What you will do:
Below are some records. Print exactly the lines between the one holding "Put a dot on the shell" and the one holding "Put a dot on the small", inclusive, and nothing else.

Data:

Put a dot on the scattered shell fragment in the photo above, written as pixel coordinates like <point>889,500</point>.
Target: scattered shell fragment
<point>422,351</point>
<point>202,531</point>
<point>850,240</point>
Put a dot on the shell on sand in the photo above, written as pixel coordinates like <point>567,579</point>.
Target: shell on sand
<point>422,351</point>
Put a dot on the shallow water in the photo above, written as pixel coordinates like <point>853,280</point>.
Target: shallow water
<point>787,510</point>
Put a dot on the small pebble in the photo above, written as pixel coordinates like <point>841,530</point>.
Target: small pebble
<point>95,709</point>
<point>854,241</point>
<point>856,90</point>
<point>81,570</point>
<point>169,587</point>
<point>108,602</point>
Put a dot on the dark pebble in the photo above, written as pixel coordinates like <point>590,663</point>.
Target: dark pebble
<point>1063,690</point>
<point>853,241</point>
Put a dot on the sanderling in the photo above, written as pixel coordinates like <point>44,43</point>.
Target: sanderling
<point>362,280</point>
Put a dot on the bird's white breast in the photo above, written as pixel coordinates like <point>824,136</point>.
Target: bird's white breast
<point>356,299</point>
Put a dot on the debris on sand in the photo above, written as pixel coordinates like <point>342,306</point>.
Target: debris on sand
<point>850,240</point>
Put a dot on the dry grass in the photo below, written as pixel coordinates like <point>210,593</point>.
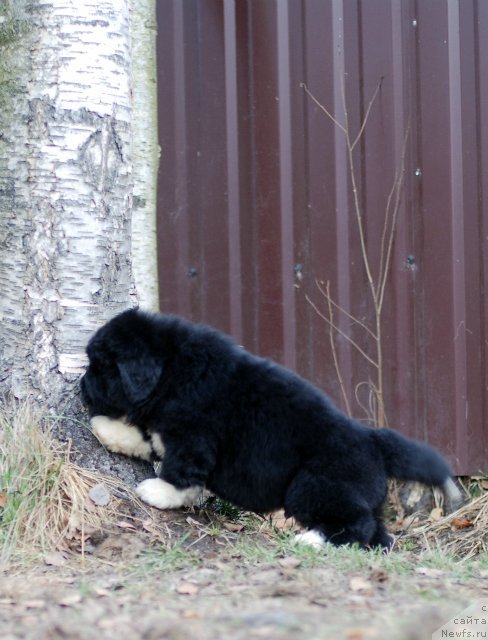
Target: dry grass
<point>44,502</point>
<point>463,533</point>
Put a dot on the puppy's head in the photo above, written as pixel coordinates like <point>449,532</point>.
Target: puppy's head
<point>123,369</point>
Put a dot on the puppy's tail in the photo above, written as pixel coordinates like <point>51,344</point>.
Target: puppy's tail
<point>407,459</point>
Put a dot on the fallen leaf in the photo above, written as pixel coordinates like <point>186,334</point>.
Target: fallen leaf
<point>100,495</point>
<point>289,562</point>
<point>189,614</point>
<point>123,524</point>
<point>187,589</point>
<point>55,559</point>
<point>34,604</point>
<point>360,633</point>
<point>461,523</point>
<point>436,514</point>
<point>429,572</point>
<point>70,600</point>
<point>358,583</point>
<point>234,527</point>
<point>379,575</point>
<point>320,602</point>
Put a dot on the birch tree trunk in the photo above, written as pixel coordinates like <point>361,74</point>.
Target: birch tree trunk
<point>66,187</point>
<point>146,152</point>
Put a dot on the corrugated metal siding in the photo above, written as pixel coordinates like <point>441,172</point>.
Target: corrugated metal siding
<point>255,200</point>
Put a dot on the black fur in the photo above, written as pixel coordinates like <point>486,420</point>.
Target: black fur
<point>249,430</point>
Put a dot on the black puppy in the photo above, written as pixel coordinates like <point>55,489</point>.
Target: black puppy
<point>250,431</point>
* * *
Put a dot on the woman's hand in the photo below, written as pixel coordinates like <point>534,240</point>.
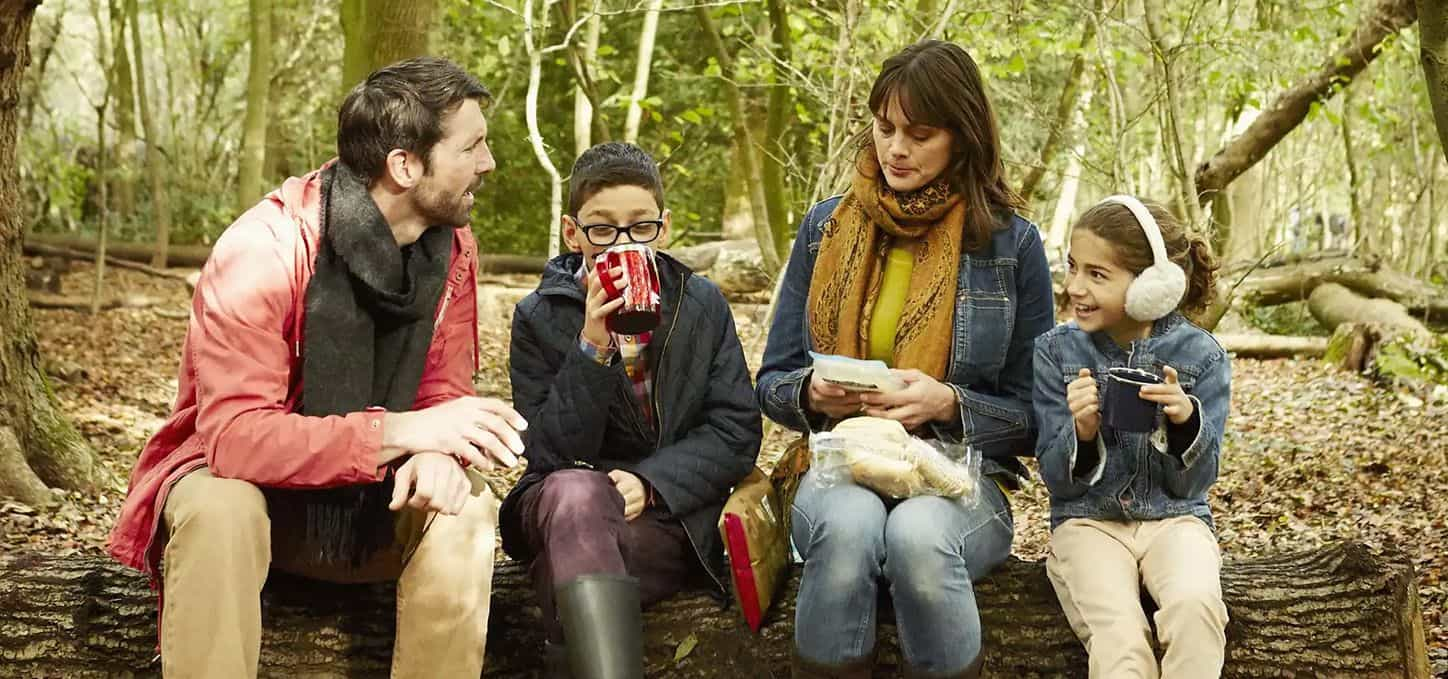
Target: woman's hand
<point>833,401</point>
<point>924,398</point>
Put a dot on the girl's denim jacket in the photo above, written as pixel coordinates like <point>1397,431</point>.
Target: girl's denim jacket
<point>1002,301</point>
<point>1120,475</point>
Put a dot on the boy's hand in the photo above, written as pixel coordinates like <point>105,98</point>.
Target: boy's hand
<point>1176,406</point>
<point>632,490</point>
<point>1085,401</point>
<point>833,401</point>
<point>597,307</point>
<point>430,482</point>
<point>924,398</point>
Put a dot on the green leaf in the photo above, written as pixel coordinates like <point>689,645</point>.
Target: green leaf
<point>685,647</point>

Task output:
Put a dot on the shell on sand in the photo above, written as pixel coordinates like <point>567,579</point>.
Target: shell on sand
<point>422,351</point>
Put a dot on the shallow water in the photo above, written as pixel coordinates like <point>853,280</point>.
Target: shallow water
<point>787,510</point>
Put a dot on the small pebble in the photo above, written as pixel coordinates like <point>841,530</point>.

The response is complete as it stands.